**EXCERPT PROVIDED:**

★ ★ ★ ★ ★

I. okamurae was harvested in April 2020 from Seongsan, Jeju Island, Republic of Korea. Following immersion in water for 24 h, the algae were washed three times with tap water to remove salt, sand, and debris. The algae were then freeze-dried and crushed. Lyophilized I. okamurae powder (100 g) was mixed with distilled water (1 L) at pH 4.5. Next, the mixture was extracted using Celluclast (1 g) in a continuous shaking incubator for 6 h at 50 °C. Subsequently, the enzyme was inactivated (100 °C) for 15 min. The pH of the extract was adjusted to 7.0, and the supernatant was separated using centrifugation (12,000× g, 15 min, 4 °C). The supernatant was then concentrated by evaporation and stored in a −80 °C deep freezer before freeze-drying. IOC powder was obtained by freeze-drying the mentioned supernatant.

★ ★ ★ ★ ★

**SUPPLIED RECORDS:**
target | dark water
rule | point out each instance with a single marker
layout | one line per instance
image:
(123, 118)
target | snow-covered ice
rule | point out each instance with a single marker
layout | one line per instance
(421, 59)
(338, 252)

★ ★ ★ ★ ★

**HOW TO COMPLETE THIS TASK:** Can you reproduce the passage on the I. okamurae extract word for word, starting with "I. okamurae was" and going on through "the mentioned supernatant."? The data above can be set aside entirely.

**REPLY:**
I. okamurae was harvested in April 2020 from Seongsan, Jeju Island, Republic of Korea. Following immersion in water for 24 h, the algae were washed three times with tap water to remove salt, sand, and debris. The algae were then freeze-dried and crushed. Lyophilized I. okamurae powder (100 g) was mixed with distilled water (1 L) at pH 4.5. Next, the mixture was extracted using Celluclast (1 g) in a continuous shaking incubator for 6 h at 50 °C. Subsequently, the enzyme was inactivated (100 °C) for 15 min. The pH of the extract was adjusted to 7.0, and the supernatant was separated using centrifugation (12,000× g, 15 min, 4 °C). The supernatant was then concentrated by evaporation and stored in a −80 °C deep freezer before freeze-drying. IOC powder was obtained by freeze-drying the mentioned supernatant.